EXCERPT
● ● ● ● ●

Without GPS, I can get lost. I like getting lost. It’s largely why I ride. But it’s the kind of lost where I still generally know where I am. That’s because, before I start riding, I look at a big piece of paper that has roads drawn all over it. It’s a miniature, pretend version of where I am, allowing me to plan. So being lost is relative. Being lost only means that the ride might be longer than I’d initially guessed. That’s generally a good thing. Basically, if someone hasn’t asked for my passport, I’m still in the USA. Beyond that, there’s not much I need to know.

I’ve also determined that I’m fortunate to be from a weird family of map lovers. We have conversations like this: “That turn on Route 90 in Cleveland by the waterfront is way too sharp. They need to fix that.” Or, “You know when you’re passing through Richmond, Virginia, on Interstate 95, and the Museum of the Confederacy is up on the hill to the west; that section is urban yet picturesque.” My family is so spatially literate that you’d think we were raised by squirrels.

What a map can do that GPS can’t is provide a picture to live on for a whole day, not just until you, “Turn left in a quarter mile.” It gives an overview that can be memorized, referenced at lunch, discussed, modified. I like riding through it while carrying it in me.

There is, though, a sense of scale that maps must respect. Jorge Luis Borges once wrote of a map that an empire’s cartographers created at the same scale as the empire itself. You had to arrive at a place to see it on the map. Conversely, I once headed west across America with a rider who said he’d brought a map, so I hadn’t packed one. After a day of riding I asked to look at it. It was about 18 inches wide. Maine was on one side, California on the other. Just standing still, he and I were nearly everywhere all at once.

● ● ● ● ●

REQUIREMENTS
[A] Answer these questions from the passage about maps and riding:
(i) Which route and city are named in the family's complaint about a turn that is too sharp?
(ii) In the Borges story, at what scale did the empire's cartographers make their map?
(iii) About how wide was the map the other rider brought on the trip west?
[B] Set down word for word the part of the passage about maps and riding that opens with the words containing "I’ve also determined" and closes with "carrying it in me.".
[C] Name every U.S. state mentioned in the passage about maps and riding.

COLLECTED DATA
● ● ● ● ●

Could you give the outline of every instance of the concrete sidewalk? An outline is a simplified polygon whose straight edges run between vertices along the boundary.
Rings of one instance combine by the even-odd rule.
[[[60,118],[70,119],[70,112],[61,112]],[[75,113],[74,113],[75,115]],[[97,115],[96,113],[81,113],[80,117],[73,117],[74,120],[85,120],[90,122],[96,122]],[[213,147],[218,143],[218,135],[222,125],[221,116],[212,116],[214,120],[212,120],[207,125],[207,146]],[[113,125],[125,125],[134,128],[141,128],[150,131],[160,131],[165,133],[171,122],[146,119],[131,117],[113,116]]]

● ● ● ● ●

ANSWERS PER TASK
[A]
(i) Route 90 in Cleveland
(ii) The same scale as the empire itself
(iii) About 18 inches

[B]
I’ve also determined that I’m fortunate to be from a weird family of map lovers. We have conversations like this: “That turn on Route 90 in Cleveland by the waterfront is way too sharp. They need to fix that.” Or, “You know when you’re passing through Richmond, Virginia, on Interstate 95, and the Museum of the Confederacy is up on the hill to the west; that section is urban yet picturesque.” My family is so spatially literate that you’d think we were raised by squirrels.

What a map can do that GPS can’t is provide a picture to live on for a whole day, not just until you, “Turn left in a quarter mile.” It gives an overview that can be memorized, referenced at lunch, discussed, modified. I like riding through it while carrying it in me.

[C] Virginia, Maine, California